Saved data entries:
+-------+
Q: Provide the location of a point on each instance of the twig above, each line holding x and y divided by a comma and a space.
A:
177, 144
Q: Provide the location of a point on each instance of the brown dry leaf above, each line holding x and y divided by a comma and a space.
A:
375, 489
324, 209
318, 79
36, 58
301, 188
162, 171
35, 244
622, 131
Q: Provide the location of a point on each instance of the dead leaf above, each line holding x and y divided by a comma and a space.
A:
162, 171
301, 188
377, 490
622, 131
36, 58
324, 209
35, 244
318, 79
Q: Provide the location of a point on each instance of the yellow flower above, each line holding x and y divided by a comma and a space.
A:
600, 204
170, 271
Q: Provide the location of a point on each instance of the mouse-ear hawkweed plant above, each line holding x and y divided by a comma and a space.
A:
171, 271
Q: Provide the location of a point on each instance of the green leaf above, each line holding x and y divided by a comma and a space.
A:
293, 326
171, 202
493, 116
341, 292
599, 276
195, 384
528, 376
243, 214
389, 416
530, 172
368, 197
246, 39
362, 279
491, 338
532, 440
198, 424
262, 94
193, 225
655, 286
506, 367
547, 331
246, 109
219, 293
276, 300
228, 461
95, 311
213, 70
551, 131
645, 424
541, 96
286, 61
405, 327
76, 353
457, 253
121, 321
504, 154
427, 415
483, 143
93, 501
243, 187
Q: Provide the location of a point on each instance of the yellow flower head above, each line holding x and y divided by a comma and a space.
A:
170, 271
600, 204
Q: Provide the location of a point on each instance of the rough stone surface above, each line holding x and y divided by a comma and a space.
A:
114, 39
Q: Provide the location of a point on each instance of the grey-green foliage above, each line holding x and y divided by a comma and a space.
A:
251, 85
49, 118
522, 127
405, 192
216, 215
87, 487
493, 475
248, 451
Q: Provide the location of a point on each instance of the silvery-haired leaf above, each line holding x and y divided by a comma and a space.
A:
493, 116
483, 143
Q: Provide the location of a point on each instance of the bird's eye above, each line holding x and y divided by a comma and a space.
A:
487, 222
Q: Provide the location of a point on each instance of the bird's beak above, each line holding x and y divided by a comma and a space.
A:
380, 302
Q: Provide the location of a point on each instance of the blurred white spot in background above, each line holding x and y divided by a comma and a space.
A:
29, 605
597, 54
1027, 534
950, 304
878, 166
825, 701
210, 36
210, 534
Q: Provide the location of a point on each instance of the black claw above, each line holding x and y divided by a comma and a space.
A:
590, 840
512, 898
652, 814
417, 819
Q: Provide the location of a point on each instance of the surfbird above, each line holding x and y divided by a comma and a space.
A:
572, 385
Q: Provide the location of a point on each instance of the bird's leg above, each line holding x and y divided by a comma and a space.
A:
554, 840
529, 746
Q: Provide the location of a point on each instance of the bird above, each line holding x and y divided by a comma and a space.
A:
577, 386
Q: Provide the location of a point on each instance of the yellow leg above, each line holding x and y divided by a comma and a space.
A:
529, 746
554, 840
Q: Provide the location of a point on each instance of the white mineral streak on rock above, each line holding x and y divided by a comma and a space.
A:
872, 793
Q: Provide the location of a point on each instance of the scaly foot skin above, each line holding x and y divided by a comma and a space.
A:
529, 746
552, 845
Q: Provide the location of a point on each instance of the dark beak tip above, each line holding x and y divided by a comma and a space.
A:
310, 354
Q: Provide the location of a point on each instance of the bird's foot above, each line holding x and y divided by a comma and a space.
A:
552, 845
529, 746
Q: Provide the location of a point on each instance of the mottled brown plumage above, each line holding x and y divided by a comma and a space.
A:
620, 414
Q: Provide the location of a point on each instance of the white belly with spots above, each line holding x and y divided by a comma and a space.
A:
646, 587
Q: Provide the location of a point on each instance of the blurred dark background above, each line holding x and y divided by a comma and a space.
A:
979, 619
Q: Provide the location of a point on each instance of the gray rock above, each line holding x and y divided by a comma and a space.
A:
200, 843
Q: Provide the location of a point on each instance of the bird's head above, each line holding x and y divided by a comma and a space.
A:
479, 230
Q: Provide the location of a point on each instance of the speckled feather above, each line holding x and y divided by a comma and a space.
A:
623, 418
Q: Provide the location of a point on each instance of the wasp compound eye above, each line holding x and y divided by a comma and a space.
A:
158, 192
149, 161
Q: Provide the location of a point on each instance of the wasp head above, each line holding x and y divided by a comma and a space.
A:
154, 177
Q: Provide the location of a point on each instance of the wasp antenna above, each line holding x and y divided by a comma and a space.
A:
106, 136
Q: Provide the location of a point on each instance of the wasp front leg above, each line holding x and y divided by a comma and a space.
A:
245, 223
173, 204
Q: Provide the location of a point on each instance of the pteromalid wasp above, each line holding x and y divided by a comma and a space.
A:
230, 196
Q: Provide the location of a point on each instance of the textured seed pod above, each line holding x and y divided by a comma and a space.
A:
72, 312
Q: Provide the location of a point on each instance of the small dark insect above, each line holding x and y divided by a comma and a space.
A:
+-------+
*REQUIREMENT*
Reproduce the listing above, substituting "separated by a comma and a space" for every occurrence of "divided by a comma and a space" and leaving all other text unchanged.

*OUTPUT FOR THIS EXERCISE*
Q: Provide the location of a point on each instance of the twig above, each line holding x and y separated by a comma and a space.
A:
177, 144
Q: Provide the location of a point on each instance of the brown dry leaf above, each line holding x and y separated by a comma and a space.
A:
375, 489
324, 209
318, 79
36, 58
301, 188
162, 171
35, 244
622, 131
Q: Provide the location of a point on each instance of the dead leaf above, each line holding x and y separated by a comma and a space.
A:
162, 171
301, 188
377, 490
622, 131
36, 58
324, 209
35, 244
318, 79
Q: Provide the location of a point on each instance of the yellow flower above, each line holding x and y separated by a comma and a space.
A:
600, 204
170, 271
Q: Provide the location of a point on each instance of the mouse-ear hawkweed plant above, each line holding x and y separated by a comma and a space.
A:
171, 271
Q: Provide the location of a point on each instance of the green leaf above, each line holding x and y separated by a comma and a space.
A:
293, 326
171, 202
493, 116
341, 292
599, 276
195, 384
528, 376
243, 214
389, 416
530, 172
368, 197
246, 39
362, 279
491, 338
532, 440
198, 424
262, 94
193, 225
655, 286
506, 367
547, 331
246, 109
219, 293
276, 300
228, 461
95, 311
213, 70
551, 131
645, 424
541, 96
286, 61
405, 327
76, 353
457, 253
121, 321
504, 154
427, 415
483, 143
93, 501
243, 187
Q: Provide the location of a point on each instance of the yellow flower head above, each line holding x and y separated by a comma and a space.
A:
170, 271
600, 204
Q: Provide the location of a point on each instance of the rough stone surface above, each line holding x and y separated by a comma and a space.
A:
114, 39
Q: Provide the location of a point on each instance of the grey-green foliage above, each line holding x and y separated by a comma and a space.
A:
251, 85
49, 118
522, 127
405, 192
216, 215
87, 487
493, 475
248, 451
Q: Provide the location of a point on each instance of the silvery-haired leaf above, each line holding x and y separated by a comma and a space.
A:
493, 116
483, 143
Q: Provide the location of a point on each instance of the bird's eye above, each line holding x and y separated by a comma and a space.
A:
487, 222
Q: Provide the location of a point on each instance of the bird's beak above, each line holding x and y separated by a comma and a space.
A:
380, 302
Q: Provide the location of a point on each instance of the blurred white spot in background above, each line holding x and y separated by a comma and a space.
A:
29, 605
597, 54
1027, 534
950, 304
878, 166
825, 701
210, 36
210, 534
Q: Provide the location of a point on each instance of the black claw above, each line holding x and y separated by a comma and a space.
A:
590, 840
512, 898
652, 814
417, 819
Q: Provide the location of a point on each instance of the surfbird above, each line holding x and y separated by a comma and a space.
A:
572, 385
Q: Provide the location of a point on each instance of the bird's leg above, each line holding x and y separated by a comma and a space.
A:
554, 840
529, 746
Q: Provide the location of a point on each instance of the bird above, each line holding x and y separated by a comma and a space.
A:
577, 386
Q: Provide the location of a point on each instance of the yellow leg above, each line holding x and y separated by a comma and a space.
A:
529, 746
554, 840
Q: Provide the location of a point on each instance of the white mineral streak on rock above, each line holding x and y separated by a comma and a space.
A:
872, 793
Q: Provide the location of a point on each instance of the scaly foot skin above, each line holding x and y separated by a comma and a space.
A:
529, 746
552, 845
Q: Provide the location of a point on each instance of the dark beak tip above, each line holding x and y separated by a comma and a space.
A:
310, 354
Q: Provide the location of a point on each instance of the bird's foot above, each line holding x and y separated by a comma and a space.
A:
552, 845
529, 746
Q: Provide the location of a point on each instance of the mottled brown plumage above, each line holding x and y separated by a comma and a space.
A:
620, 414
Q: Provide the location of a point on each instance of the white belly with spots above, each line holding x and y separated by a comma and a space.
A:
646, 587
Q: Provide the location of a point on each instance of the blurred dark background above, each line holding x and y separated by a comma and a space.
A:
979, 619
Q: Provide the location of a point on each instance of the gray rock above, each line holding x and y separated by a comma and a space.
A:
200, 843
Q: Provide the location of a point on each instance of the bird's head above, each line holding x and y separated by a comma and a space.
A:
479, 230
Q: Provide the location of a point on each instance of the speckled feather above, each line holding x and y separated by a comma and a space.
A:
623, 418
Q: Provide the location of a point on each instance of the wasp compound eye above, each line holding x and y separated by a comma and a space.
A:
158, 192
149, 161
Q: Provide the location of a point on each instance of the wasp head above, each line holding x and y separated by a comma and a space.
A:
154, 177
Q: Provide the location of a point on each instance of the wasp antenna above, each line holding x and y separated by a comma and a space.
A:
106, 136
Q: Provide the location of a point on each instance of the wasp front leg above, each line holding x and y separated by a comma and a space.
A:
245, 223
173, 204
Q: Provide the location of a point on each instance of the pteromalid wasp above, each line holding x and y separated by a comma and a space.
A:
230, 196
Q: Provide the location of a point on each instance of the textured seed pod above, each line holding x and y separated by a comma and a space.
A:
72, 312
Q: Provide the location of a point on each instance of the small dark insect above, each line holding x and y separated by a comma and a space.
A:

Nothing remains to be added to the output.